__Provided data__.
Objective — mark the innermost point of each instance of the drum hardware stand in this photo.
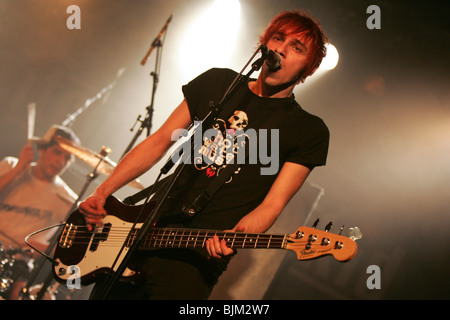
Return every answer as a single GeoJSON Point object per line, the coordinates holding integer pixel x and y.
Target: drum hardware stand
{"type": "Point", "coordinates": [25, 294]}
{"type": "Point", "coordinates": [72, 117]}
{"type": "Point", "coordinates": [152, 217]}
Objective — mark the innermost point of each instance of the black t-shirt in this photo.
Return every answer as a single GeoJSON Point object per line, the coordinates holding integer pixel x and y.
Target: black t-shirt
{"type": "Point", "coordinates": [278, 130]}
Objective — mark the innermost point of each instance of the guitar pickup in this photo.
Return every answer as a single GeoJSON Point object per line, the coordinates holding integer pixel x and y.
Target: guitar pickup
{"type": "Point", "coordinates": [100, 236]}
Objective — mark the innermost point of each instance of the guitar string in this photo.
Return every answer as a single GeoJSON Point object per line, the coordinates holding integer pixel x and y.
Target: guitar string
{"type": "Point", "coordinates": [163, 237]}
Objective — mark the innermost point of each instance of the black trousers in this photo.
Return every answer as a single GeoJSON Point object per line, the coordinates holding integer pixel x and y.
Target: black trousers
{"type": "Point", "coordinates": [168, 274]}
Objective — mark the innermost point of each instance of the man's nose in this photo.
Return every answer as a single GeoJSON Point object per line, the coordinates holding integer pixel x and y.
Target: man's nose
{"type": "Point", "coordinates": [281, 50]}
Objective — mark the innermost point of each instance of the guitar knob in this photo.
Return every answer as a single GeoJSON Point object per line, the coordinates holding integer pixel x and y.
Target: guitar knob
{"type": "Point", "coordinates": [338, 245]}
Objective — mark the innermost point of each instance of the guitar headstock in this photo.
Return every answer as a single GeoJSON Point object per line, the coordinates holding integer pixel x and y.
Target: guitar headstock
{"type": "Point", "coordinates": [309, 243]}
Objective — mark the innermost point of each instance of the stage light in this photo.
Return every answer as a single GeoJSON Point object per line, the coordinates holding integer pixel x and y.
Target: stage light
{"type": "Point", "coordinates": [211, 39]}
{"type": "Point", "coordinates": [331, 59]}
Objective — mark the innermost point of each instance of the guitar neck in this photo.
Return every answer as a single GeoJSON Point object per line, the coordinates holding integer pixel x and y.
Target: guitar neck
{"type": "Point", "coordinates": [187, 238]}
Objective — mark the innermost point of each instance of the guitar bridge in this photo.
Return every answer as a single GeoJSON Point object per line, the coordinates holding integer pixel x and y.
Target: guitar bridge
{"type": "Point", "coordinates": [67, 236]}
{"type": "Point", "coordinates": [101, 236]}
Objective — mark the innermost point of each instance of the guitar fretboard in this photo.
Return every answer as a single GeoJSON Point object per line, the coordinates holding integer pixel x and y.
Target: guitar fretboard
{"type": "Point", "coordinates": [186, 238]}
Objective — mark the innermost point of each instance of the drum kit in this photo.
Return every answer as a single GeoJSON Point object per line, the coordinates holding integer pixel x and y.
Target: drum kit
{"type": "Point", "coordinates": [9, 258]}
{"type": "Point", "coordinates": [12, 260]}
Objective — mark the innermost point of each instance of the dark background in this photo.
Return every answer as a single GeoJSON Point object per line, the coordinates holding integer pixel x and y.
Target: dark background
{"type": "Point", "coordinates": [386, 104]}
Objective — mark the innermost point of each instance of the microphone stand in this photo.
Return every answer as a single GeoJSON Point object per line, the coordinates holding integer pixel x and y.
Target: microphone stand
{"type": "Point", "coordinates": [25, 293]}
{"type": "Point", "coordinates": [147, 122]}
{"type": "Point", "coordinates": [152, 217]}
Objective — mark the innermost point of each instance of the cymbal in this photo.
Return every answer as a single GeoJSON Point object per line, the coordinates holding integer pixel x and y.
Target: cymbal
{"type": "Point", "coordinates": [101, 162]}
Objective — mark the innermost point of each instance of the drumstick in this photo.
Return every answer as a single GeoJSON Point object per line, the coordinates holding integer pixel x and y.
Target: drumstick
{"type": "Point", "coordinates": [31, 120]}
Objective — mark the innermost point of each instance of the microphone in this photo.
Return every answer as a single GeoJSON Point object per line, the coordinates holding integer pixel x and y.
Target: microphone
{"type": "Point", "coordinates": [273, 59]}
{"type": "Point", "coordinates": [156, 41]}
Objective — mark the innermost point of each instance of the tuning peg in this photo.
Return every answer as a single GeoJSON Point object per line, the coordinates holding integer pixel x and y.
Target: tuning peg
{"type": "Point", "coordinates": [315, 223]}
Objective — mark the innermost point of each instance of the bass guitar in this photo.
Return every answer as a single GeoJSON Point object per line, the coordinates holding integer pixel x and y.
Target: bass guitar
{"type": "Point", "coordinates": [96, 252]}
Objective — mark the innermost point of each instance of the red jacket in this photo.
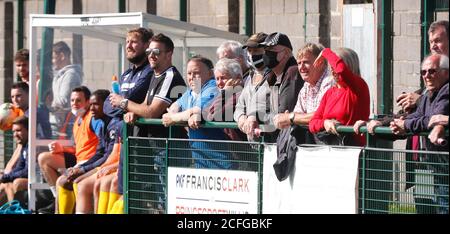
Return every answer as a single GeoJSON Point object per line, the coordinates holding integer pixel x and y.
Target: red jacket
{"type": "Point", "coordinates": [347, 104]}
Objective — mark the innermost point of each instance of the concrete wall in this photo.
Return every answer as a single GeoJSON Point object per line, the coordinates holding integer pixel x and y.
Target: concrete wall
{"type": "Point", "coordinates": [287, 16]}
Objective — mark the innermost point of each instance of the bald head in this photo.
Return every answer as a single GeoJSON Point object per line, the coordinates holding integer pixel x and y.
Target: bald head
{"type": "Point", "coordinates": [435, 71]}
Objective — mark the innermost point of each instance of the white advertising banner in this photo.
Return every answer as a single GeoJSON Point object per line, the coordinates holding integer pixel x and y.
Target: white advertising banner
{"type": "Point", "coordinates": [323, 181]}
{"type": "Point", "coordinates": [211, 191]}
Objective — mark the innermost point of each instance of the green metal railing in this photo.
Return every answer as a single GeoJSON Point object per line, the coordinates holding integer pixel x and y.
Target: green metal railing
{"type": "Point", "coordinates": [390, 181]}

__Your task__.
Reproduce the listing above exactly, but skip the pictures.

__Result of this exercise__.
Objective — mark the innermost point of each instance of the drum hardware stand in this photo.
Return every answer as a single GeoJSON Point object per line, the coordinates holding integer pixel x and y.
Target: drum hardware stand
{"type": "Point", "coordinates": [25, 294]}
{"type": "Point", "coordinates": [72, 117]}
{"type": "Point", "coordinates": [152, 217]}
Objective — mark the innermost point of each instance of the black t-shirt in this photo.
Return every answer as a single GeoJSON Point object per line, the coordinates holding integer pixel x and y.
Target: black t-shirt
{"type": "Point", "coordinates": [278, 130]}
Objective — mark the innermost point of each instance of the guitar pickup in this photo.
Return every answer as a single GeoJSON Point object per line, the coordinates holding integer pixel x and y.
Target: guitar pickup
{"type": "Point", "coordinates": [100, 236]}
Objective — mark the innermost point of each instance of the guitar string in this photo.
Return every answer as a single GeoJSON Point object per line, the coordinates holding integer pixel x and y.
Target: guitar string
{"type": "Point", "coordinates": [163, 237]}
Objective — mark the innermost point of each instance of the black trousers in this photo.
Return every answer as a single GeoJSON Point object per line, the coordinates holding integer pixel x and y.
Target: black trousers
{"type": "Point", "coordinates": [168, 274]}
Objective — mark the innermost point of each instance of the man's nose in this photo.
Return every answer as a single GeoJSON Point object per line, the coordinates holding integer pixel x and y.
Target: man's nose
{"type": "Point", "coordinates": [281, 50]}
Objective — mark the innermost point of each instance of the guitar knob in this photo.
Return every answer as a single GeoJSON Point object per line, the coordinates holding integer pixel x and y.
Target: guitar knob
{"type": "Point", "coordinates": [338, 245]}
Objective — mark the innermost point of each instance of the guitar headstock in this photo.
Return every answer as a single GeoJSON Point object per line, the coordinates holding integer pixel x and y.
Target: guitar headstock
{"type": "Point", "coordinates": [309, 243]}
Objective — mark the innermost point of each instance of the stage light in this photo.
Return every answer as a single GeoJSON Point object per line, the coordinates holding integer pixel x and y.
Target: stage light
{"type": "Point", "coordinates": [211, 39]}
{"type": "Point", "coordinates": [331, 59]}
Objective — mark the innermost point of each instance of the guitar neck in this photo.
Return every answer as a single GeoJSON Point object per line, the coordinates holding integer pixel x and y.
Target: guitar neck
{"type": "Point", "coordinates": [187, 238]}
Objective — mark the innermost point of each instance of the guitar bridge in this photo.
Return every answer as a single GeoJSON Point object per line, the coordinates holding integer pixel x and y.
Target: guitar bridge
{"type": "Point", "coordinates": [67, 236]}
{"type": "Point", "coordinates": [101, 236]}
Objective — mark the innermost point of each instance of the guitar fretboard in this photo.
Return every answer as a single GeoJSON Point object per line, the coordinates holding integer pixel x and y.
Target: guitar fretboard
{"type": "Point", "coordinates": [186, 238]}
Objective — mark the innermost point of each instance of the drum kit in this photo.
Return every answer as a single GeoJSON Point object per line, the coordinates holding integer pixel x and y.
Target: drum kit
{"type": "Point", "coordinates": [9, 258]}
{"type": "Point", "coordinates": [12, 260]}
Objective — mark the innermost point of each instance of the dark background in this photo.
Return every answer as a single GeoJSON Point object per line, the coordinates holding integer pixel x and y.
Target: dark background
{"type": "Point", "coordinates": [386, 104]}
Objective — mark the innermost point of each instance of the microphone stand in this photo.
Return every answer as a single GeoJSON Point object per line, the coordinates holding integer pixel x and y.
Target: microphone stand
{"type": "Point", "coordinates": [25, 293]}
{"type": "Point", "coordinates": [147, 122]}
{"type": "Point", "coordinates": [152, 217]}
Objective — mark the innermost point of each instance of the cymbal in this photo.
Return every answer as a single GeoJSON Point object per line, the coordinates holding integer pixel x and y.
Target: cymbal
{"type": "Point", "coordinates": [101, 162]}
Objective — mark the innermost point of each instance of the drumstick in this photo.
Return every answer as a single GeoJSON Point object per line, the coordinates holding integer pixel x and y.
Target: drumstick
{"type": "Point", "coordinates": [31, 120]}
Objective — mark the innermost point of each instance of the microphone in this photo.
Return every answer as a single GeoJSON Point object per line, the coordinates holding integer pixel x and y.
Target: microphone
{"type": "Point", "coordinates": [273, 59]}
{"type": "Point", "coordinates": [156, 41]}
Objective — mark the innermost point of each instance of the tuning peg in this photo.
Return every answer as a single GeoJSON Point object per line, the coordinates holding integer pixel x and y.
Target: tuning peg
{"type": "Point", "coordinates": [315, 223]}
Objective — mark the innermost point of each instance of the bass guitar in this photo.
Return every answer as a single GeoJSON Point object per line, the coordinates holding integer pixel x and y.
Target: bass guitar
{"type": "Point", "coordinates": [96, 252]}
Objective — mark the innermost point of each instance of the red jacket in this photo.
Return every answer as a single GeoJSON Point object per line, the coordinates holding integer pixel x and y.
Target: red jacket
{"type": "Point", "coordinates": [347, 104]}
Objective — mark the innermost point of each instance of the concrete wall in this photo.
Return every answer as a single GeoJSON Point object per line, the coordinates holding integer pixel x and y.
Target: concrete wall
{"type": "Point", "coordinates": [287, 16]}
Objective — mark the innermost point of each instance of the bald head in this photo.
Return every answer as a single GeoJSON Point object per line, the coordinates holding integer pixel x and y.
Target: bald head
{"type": "Point", "coordinates": [435, 71]}
Objective — mark the innermost point of each instance of the white advertising banner in this photo.
Return every answer as a single GeoJSON Point object per line, the coordinates holding integer pixel x and y.
Target: white advertising banner
{"type": "Point", "coordinates": [323, 181]}
{"type": "Point", "coordinates": [211, 191]}
Objective — mark the innermost point of each instance of the green metal railing in this photo.
Return every answer as a single GeoJSON Point object per line, the coordinates holding integer pixel x and y.
Target: green metal railing
{"type": "Point", "coordinates": [390, 181]}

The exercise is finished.